Task 1: Pull out every line in the listing that contains the string "roof", treating uppercase and lowercase as different.

-- START Page extract --

Polls are essentially rolling, weekly predictions.

Based on the shaky foundation of pre-season predictions, each team is assigned a position in the pecking order and that position changes in small increments with each win or loss.

As a result it is difficult to overcome an inaccurate initial ranking. Last year Alabama was overrated but took half the season to fall out of the polls.

Wisconsin was underrated and took virtually the entire season to climb into the polls.

Alabama was never as good as its ranking and Wisconsin was always better than its ranking, but the polls aren't a good mechanism for reflecting that reality.

The crux of the matter is that experts are infatuated with the idea that winning has meaning beyond the result or outcome of an individual contest.

They adore the binary-ness of it, and individual results can be aggregated into a won/lost record and used as a measuring stick for teams, coaches and players.

It's a convenient model, but not a logical one.

College basketball teams perform erratically. Some days they play "over their heads" and upset better teams, while on other days they under-perform and lose games they shouldn't.

We also know that when teams meet twice in the same season, as is typical in conference play, the home team prevails more often than not.

Jeff Sagarin, who invented the Sagarin Ratings (www.sagarin.com), calculates home court advantage as having been worth a whopping 4.11 points per game during the 2002-2003 season.

So, obviously, individual games are influenced by factors other than the innate and inherent abilities of the two teams.

The following is my list of factors that influence individual outcomes, in descending order of significance:

1. The innate and inherent ability of team "A". 2. The innate and inherent ability of the opposition, team "B". 3. Location of the game: home, away or neutral court. 4. The emotional state of each team (being "up" or "down"). 5. The availability of each team's full complement of players (some may be injured or ineligible). 6. The quality of the coaching (including strategy, preparation, motivation and game management). 7. Officiating, i.e. good calls and bad calls. 8. The bounce of the ball (or pure luck).

Individual wins are like "The Perfect Storm" -- a convergence of immeasurable factors that create an outcome the winner may not be able to duplicate under any other circumstances.

When we aggregate these individual outcomes into a record, our intent is to even-out the breaks, the officiating, and the effects of game locations.

Records should reward good teams for consistently superior coaching, for keeping players healthy and eligible and for frequently reaching a high emotional pitch.

But comparing records is tricky business.

The most comparable records are those of intra-conference play, because teams in a conference normally play round-robin, home-and-home schedules that are fair to all teams in the conference.

Inside a conference, a team with a 13-3 record is logically better than a team with a 9-7 record.

However, it is illogical to say that a team with a 13-3 record in one conference is necessarily better than a team with a 12-4 record in another conference, solely on the basis of conference records.

Yet, we combine conference records with non-conference records--against disparate, and usually weaker, opponents -- and want to believe that a better record means a better team.

A record certainly tells us a lot about a team's character and its ability to "close the deal."

But a record doesn't tell us whether one team is better than all teams with less impressive records.

At a minimum, a record must be coupled with an assessment of schedule strength to arrive at a measure of any team's intrinsic quality.

The trick in measuring strength of schedule is in knowing which opponents are good and which are not.

Voters in the polls merely use their intuition to factor strength of schedule into their rankings.

Many rating services, on the other hand, use the records of teams played to determine strength of schedule.

They basically answer a question (how difficult is this schedule?), with another question (how difficult are the schedules of the teams on the first team's schedule?).

All of which brings us full circle to the original question -- how innately, intrinsically, inherently good is any team, and if wins and records don't reliably answer that question, what does?

I'll take a shot at that answer in the next column.

Don't get me wrong, polls and predictions are fun, but I wouldn't bet the Ferrari on their accuracy.

-- END Page extract --

Task 2: In the column on college basketball polls, how many points per game does Jeff Sagarin calculate home court advantage to have been worth during the 2002-2003 season?

-- START Source data --

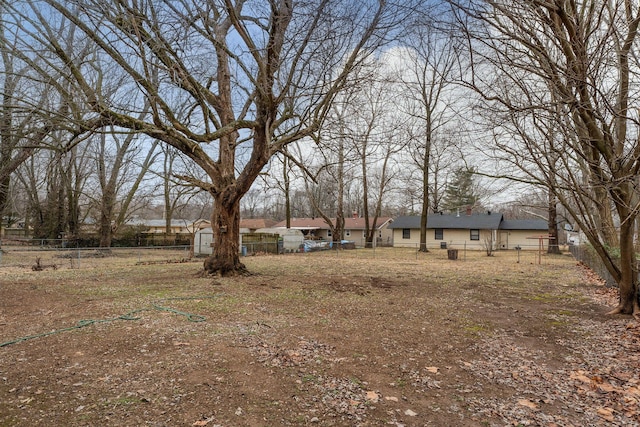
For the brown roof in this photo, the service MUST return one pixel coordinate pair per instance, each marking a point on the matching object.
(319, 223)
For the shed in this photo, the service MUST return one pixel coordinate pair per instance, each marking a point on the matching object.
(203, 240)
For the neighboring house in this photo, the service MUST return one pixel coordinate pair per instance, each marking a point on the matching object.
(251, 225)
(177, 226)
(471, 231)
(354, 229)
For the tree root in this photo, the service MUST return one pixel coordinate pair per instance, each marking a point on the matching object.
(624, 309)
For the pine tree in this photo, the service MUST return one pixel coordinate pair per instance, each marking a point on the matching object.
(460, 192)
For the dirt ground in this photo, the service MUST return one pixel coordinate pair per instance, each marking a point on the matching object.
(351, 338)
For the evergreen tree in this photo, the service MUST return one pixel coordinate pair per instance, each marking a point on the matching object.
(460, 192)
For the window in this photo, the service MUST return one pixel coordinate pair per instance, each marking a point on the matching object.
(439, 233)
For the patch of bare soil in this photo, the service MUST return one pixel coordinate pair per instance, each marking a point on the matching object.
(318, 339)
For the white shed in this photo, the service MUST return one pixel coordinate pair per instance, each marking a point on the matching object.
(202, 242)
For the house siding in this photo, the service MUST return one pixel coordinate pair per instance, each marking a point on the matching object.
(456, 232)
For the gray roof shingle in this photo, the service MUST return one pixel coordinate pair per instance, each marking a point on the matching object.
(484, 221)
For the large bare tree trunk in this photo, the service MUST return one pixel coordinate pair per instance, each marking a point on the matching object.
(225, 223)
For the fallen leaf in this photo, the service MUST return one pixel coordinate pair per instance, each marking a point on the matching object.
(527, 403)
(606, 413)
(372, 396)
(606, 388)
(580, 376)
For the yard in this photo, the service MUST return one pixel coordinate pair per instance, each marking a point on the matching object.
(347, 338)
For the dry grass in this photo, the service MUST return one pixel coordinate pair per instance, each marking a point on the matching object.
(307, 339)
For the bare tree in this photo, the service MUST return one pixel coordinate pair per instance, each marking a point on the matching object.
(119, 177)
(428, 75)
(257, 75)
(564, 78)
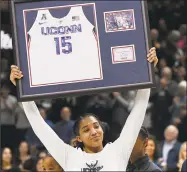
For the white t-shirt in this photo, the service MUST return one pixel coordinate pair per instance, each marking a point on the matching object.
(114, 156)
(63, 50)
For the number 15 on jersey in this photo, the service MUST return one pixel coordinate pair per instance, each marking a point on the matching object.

-- END Source data --
-- START Source data --

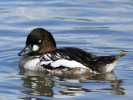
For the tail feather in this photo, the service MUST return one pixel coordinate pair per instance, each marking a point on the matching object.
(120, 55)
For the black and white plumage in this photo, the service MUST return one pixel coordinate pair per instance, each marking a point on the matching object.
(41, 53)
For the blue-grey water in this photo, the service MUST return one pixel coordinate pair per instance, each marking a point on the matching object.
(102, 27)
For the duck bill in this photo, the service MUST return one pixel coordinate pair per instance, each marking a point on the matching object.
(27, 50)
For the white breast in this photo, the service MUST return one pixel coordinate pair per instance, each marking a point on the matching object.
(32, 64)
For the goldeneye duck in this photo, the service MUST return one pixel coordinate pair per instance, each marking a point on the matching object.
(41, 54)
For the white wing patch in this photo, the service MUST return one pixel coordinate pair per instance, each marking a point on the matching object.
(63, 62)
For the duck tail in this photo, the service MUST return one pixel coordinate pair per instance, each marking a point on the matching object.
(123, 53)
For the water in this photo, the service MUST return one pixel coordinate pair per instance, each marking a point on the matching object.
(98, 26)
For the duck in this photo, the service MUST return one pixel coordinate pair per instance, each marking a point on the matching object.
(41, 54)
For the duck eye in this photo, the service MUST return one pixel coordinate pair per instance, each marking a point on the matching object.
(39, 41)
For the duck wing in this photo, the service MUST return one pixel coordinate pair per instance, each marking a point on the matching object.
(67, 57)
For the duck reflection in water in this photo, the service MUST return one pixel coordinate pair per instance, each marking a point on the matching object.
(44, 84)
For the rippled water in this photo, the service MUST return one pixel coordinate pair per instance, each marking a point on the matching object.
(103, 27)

-- END Source data --

Written response 1:
For the brown roof in this photo, the service MUST return one pixel coordinate pair per instance, each marking a point on the matching object.
For the gray roof shingle in this photo, the service MUST return one pixel coordinate pair per instance, each marking a point on the matching object.

Written response 2: 4.11 points per game.